Nothing but the lines from the one containing "Target: calm water surface" through the final line of the listing should appear in the answer, each exactly as written.

───── STUDY MATERIAL

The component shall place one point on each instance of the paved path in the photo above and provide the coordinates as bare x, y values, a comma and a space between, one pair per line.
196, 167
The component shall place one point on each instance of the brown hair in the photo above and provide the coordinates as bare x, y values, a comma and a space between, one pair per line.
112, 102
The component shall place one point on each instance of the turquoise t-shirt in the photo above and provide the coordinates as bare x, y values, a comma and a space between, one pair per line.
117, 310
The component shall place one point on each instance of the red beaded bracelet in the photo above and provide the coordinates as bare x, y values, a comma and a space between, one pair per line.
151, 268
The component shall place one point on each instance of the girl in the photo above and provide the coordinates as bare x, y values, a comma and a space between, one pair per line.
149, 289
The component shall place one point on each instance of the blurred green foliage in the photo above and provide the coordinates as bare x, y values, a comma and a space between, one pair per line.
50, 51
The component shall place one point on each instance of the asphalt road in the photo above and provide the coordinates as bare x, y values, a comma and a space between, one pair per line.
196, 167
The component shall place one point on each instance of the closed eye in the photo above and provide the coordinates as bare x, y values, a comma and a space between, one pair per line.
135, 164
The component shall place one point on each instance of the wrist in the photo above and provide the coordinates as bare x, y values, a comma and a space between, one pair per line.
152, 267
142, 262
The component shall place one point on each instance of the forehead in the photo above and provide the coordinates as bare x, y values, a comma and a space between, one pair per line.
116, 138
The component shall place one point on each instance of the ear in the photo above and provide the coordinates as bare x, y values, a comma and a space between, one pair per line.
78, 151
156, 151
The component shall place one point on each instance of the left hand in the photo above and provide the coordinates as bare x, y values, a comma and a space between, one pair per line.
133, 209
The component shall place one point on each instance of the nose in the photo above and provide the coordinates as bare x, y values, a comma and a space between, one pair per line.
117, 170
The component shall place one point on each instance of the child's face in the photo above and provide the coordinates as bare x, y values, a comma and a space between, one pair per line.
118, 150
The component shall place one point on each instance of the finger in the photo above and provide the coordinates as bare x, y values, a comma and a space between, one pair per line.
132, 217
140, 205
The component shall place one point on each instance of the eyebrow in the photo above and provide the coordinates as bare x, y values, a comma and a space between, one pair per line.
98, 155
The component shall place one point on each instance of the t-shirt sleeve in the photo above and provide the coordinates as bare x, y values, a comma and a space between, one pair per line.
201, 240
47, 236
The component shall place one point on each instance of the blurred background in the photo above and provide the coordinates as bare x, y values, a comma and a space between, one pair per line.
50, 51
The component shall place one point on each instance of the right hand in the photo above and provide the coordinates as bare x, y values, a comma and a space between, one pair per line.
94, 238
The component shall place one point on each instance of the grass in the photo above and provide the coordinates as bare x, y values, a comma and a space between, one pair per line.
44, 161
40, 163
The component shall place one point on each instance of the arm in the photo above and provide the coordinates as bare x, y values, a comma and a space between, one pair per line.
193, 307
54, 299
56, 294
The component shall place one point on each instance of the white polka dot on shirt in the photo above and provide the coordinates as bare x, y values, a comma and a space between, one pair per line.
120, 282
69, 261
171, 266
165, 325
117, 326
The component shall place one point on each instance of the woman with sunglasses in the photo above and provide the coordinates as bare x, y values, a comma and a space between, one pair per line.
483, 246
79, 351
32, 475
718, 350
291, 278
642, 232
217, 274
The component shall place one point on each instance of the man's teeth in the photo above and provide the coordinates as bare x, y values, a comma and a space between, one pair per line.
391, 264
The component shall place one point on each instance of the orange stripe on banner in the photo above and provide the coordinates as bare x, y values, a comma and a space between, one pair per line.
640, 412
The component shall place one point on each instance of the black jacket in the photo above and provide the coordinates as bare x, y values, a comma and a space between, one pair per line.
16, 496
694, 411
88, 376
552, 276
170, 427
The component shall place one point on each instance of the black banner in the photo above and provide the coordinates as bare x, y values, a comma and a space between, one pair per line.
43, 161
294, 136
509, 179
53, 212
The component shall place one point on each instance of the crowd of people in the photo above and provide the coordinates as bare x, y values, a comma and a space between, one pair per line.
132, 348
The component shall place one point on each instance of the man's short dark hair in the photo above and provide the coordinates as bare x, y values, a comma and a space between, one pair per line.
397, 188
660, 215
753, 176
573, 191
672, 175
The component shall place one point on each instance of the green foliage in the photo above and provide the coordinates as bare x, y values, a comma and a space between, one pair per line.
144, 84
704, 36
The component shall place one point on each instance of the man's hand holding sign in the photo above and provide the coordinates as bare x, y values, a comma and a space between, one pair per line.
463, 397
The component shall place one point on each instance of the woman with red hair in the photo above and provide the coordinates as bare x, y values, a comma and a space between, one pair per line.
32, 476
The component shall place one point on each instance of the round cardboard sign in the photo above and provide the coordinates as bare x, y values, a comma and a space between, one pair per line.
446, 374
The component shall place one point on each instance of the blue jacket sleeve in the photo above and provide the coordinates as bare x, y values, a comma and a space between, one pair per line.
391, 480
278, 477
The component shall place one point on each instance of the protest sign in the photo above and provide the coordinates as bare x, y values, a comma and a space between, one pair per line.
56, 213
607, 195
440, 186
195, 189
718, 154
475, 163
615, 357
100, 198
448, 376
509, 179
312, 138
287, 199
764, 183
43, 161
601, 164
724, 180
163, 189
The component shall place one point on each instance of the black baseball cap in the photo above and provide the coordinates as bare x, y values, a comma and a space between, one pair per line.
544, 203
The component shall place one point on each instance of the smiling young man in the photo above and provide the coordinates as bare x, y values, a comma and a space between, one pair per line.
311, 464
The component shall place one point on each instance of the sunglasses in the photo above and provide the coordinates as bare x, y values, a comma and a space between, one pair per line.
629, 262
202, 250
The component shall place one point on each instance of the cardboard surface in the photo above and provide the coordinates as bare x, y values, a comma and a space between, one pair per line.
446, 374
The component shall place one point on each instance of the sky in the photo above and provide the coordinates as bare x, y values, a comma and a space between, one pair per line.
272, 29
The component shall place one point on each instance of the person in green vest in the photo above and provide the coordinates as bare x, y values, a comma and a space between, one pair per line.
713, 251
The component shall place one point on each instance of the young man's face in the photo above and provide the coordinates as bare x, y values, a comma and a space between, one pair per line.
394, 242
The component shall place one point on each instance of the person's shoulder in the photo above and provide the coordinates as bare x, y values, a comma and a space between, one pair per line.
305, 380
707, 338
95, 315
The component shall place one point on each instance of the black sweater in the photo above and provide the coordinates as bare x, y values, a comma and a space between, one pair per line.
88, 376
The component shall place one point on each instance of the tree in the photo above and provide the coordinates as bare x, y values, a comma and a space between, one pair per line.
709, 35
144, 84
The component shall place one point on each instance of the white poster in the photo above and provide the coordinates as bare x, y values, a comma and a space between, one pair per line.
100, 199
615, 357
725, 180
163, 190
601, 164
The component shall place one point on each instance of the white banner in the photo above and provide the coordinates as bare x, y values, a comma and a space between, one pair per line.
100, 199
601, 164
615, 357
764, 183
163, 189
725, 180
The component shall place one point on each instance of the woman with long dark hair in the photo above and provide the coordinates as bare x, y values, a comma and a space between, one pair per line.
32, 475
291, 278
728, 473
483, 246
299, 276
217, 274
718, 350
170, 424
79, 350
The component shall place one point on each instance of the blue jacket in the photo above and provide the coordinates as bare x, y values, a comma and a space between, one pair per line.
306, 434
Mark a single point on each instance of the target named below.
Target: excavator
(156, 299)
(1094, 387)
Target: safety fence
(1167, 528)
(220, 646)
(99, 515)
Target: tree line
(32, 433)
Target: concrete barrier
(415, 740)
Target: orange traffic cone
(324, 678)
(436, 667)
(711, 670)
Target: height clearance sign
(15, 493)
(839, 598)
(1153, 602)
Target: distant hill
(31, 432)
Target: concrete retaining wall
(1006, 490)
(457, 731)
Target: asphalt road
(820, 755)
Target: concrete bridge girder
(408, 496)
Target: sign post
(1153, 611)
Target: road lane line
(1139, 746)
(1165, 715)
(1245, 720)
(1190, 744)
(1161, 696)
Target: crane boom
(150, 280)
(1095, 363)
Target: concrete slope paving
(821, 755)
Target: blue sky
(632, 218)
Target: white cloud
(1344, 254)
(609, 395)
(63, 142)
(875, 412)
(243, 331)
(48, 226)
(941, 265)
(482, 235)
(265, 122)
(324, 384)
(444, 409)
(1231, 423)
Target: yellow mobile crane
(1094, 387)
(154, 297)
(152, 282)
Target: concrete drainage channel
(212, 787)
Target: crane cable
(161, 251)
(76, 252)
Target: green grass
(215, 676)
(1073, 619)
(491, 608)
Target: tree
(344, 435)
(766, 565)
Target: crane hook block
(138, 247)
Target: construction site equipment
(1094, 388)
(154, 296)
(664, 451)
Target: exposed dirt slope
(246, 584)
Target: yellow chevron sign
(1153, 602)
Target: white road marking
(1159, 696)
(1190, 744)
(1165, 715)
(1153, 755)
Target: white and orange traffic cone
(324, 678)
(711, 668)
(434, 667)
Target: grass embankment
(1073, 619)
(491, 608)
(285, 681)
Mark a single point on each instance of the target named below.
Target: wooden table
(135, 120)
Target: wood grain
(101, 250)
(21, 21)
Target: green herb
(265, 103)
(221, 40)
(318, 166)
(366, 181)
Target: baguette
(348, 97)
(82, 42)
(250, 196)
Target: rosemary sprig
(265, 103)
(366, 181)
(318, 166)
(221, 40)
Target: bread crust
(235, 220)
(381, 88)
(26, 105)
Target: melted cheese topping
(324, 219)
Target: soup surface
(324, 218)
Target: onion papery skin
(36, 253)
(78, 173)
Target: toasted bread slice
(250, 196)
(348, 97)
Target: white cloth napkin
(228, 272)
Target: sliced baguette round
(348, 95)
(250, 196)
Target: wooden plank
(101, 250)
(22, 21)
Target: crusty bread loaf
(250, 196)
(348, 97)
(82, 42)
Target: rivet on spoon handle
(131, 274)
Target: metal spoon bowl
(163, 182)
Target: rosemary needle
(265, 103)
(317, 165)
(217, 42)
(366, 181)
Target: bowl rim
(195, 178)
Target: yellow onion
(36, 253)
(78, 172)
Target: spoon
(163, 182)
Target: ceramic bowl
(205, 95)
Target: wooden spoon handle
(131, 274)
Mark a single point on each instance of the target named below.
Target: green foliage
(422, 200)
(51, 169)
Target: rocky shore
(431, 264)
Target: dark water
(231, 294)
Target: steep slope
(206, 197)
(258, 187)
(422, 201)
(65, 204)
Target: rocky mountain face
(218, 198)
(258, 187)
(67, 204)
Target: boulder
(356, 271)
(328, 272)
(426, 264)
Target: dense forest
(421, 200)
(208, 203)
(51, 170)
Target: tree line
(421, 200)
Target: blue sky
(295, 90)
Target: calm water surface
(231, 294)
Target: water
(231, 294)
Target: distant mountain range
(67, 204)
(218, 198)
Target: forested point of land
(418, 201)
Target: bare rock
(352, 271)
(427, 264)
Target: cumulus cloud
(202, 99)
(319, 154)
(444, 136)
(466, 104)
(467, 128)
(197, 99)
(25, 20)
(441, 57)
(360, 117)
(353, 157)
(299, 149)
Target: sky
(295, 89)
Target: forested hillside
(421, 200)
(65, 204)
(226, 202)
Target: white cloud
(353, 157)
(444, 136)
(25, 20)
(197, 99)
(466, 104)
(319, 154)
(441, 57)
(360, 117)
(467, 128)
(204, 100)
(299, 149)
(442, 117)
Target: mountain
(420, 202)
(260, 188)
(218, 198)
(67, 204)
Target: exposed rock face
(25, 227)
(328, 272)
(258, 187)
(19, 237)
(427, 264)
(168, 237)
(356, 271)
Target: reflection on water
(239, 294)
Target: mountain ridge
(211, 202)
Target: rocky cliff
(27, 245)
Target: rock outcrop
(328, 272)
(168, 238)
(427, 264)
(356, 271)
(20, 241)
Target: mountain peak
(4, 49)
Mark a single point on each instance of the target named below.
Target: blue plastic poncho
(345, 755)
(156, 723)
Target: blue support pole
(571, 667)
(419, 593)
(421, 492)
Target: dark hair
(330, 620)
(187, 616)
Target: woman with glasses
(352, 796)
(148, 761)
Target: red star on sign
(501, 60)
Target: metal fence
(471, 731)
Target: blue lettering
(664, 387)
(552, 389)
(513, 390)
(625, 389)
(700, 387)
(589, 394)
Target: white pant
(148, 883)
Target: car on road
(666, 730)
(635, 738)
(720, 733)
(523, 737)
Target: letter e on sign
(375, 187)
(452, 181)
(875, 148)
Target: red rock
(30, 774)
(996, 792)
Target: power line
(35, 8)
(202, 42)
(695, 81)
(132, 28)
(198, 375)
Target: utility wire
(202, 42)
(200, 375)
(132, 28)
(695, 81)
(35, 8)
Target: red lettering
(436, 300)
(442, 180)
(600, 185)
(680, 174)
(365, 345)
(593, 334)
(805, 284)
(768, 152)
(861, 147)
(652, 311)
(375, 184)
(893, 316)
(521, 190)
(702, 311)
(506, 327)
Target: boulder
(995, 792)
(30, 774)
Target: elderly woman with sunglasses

──────────

ANSWER TO THIS PROBLEM
Target: calm water surface
(231, 294)
Target: water
(231, 294)
Target: distant mountain range
(67, 204)
(218, 198)
Target: forested point of land
(418, 201)
Target: bare rock
(352, 271)
(427, 264)
Target: cumulus cloud
(202, 99)
(319, 154)
(444, 136)
(466, 104)
(467, 128)
(197, 99)
(25, 20)
(441, 57)
(360, 117)
(353, 157)
(299, 149)
Target: sky
(295, 89)
Target: forested hillside
(421, 200)
(65, 204)
(226, 202)
Target: white cloud
(353, 157)
(444, 136)
(25, 20)
(197, 99)
(466, 104)
(319, 154)
(441, 57)
(360, 117)
(467, 128)
(204, 100)
(299, 149)
(442, 117)
Target: mountain
(420, 202)
(260, 188)
(218, 198)
(67, 204)
Target: exposed rock face
(25, 227)
(328, 272)
(258, 187)
(19, 237)
(427, 264)
(168, 237)
(356, 271)
Target: reflection on water
(239, 294)
Target: mountain ridge
(211, 202)
Target: rocky cliff
(27, 245)
Target: rock outcrop
(328, 272)
(168, 238)
(427, 264)
(356, 271)
(20, 241)
Target: mountain peak
(4, 49)
Mark a single point on each instance of the target named below.
Target: blue plastic poncho
(345, 755)
(156, 723)
Target: blue support pole
(571, 667)
(419, 593)
(421, 492)
Target: dark hair
(330, 620)
(187, 616)
Target: woman with glasses
(352, 796)
(148, 761)
Target: red star on sign
(501, 60)
Target: metal fence
(471, 731)
Target: blue lettering
(664, 387)
(552, 389)
(513, 390)
(625, 389)
(700, 387)
(589, 394)
Target: white pant
(148, 883)
Target: car on road
(666, 730)
(635, 738)
(720, 733)
(523, 737)
Target: letter e on sign
(375, 187)
(452, 181)
(875, 148)
Target: red rock
(30, 774)
(996, 792)
Target: power line
(35, 8)
(202, 42)
(695, 81)
(132, 28)
(198, 375)
Target: utility wire
(202, 42)
(200, 375)
(132, 28)
(695, 81)
(35, 8)
Target: red lettering
(436, 300)
(442, 180)
(600, 185)
(680, 174)
(365, 345)
(593, 334)
(805, 284)
(768, 152)
(861, 147)
(652, 311)
(375, 184)
(893, 316)
(521, 190)
(702, 311)
(506, 327)
Target: boulder
(995, 792)
(30, 774)
Target: elderly woman with sunglasses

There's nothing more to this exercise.